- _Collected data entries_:
--- START ---

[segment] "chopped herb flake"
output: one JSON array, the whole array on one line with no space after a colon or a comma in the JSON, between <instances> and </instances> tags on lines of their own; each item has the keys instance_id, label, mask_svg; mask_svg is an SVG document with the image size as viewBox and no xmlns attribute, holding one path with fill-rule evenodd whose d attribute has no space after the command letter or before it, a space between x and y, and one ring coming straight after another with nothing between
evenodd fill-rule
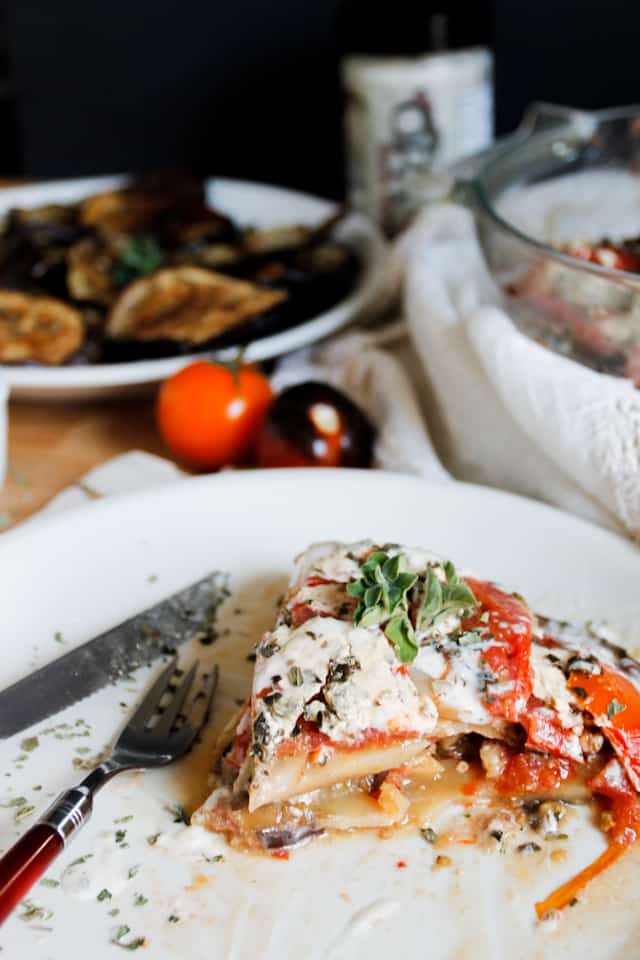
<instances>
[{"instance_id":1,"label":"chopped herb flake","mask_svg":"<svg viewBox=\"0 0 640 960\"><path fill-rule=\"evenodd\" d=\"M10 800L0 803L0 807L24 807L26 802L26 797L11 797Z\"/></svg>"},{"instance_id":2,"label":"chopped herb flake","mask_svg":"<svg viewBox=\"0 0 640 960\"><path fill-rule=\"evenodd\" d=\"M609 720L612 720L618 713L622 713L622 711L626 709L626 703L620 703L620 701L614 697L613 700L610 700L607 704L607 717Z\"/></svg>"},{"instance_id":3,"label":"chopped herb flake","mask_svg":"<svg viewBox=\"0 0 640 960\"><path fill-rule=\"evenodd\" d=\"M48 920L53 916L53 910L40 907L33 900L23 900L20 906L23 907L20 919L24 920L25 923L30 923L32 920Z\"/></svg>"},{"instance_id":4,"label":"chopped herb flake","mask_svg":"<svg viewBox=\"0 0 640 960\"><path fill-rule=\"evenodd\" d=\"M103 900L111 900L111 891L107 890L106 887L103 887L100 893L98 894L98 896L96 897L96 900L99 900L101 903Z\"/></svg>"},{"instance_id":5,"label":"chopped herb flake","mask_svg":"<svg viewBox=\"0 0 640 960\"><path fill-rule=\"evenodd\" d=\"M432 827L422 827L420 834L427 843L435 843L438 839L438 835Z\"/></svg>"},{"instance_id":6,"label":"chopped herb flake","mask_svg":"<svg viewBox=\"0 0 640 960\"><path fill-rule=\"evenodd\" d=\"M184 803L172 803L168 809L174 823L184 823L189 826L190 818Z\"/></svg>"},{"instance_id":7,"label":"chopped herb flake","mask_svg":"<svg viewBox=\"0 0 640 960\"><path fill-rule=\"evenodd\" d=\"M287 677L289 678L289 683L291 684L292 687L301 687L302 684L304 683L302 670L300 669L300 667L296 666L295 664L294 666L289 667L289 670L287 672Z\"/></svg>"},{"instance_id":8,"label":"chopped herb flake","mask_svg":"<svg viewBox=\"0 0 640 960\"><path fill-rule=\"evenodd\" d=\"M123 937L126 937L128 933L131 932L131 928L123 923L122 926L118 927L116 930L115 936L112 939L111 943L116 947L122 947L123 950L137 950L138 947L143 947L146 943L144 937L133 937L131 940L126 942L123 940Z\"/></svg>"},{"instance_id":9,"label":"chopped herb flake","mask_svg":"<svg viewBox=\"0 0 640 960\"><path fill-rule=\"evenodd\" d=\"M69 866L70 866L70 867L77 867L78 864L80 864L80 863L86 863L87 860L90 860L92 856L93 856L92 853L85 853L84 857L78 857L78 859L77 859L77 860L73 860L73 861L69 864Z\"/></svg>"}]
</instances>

--- END ---
--- START ---

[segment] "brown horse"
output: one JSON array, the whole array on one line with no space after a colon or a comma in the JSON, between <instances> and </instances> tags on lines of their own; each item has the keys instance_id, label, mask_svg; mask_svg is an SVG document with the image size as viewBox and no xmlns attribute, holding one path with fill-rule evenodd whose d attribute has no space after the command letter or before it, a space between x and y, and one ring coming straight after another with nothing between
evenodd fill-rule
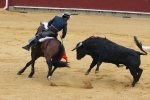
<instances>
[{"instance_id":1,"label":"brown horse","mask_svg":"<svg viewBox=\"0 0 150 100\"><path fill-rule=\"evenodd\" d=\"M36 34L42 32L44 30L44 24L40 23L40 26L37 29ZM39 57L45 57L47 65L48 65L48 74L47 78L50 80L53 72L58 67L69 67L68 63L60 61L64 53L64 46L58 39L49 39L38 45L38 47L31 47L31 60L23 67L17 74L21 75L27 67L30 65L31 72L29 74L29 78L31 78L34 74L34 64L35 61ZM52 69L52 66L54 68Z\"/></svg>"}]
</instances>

--- END ---
--- START ---

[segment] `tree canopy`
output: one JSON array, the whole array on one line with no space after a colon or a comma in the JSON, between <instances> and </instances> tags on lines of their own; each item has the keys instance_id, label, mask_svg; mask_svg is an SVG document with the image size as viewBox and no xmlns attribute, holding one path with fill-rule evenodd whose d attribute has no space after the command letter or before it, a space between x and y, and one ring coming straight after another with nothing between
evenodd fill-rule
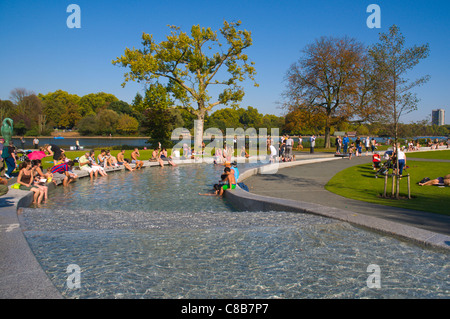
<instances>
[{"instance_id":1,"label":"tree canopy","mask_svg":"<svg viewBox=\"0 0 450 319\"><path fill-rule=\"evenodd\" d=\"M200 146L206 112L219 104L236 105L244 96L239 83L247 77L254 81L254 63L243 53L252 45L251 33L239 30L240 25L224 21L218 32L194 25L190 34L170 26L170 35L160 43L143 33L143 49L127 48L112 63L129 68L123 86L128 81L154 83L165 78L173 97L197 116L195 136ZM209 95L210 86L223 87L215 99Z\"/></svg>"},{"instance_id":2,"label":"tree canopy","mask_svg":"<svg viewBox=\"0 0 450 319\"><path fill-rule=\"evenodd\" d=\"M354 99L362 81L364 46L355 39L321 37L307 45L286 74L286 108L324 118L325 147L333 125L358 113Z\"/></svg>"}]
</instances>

--- END ---

- _TASK ITEM_: Copy out every line of the data that includes "segment".

- _SOLUTION TO THIS PROBLEM_:
[segment] "chopped herb flake"
[segment] "brown horse"
[segment] `tree canopy`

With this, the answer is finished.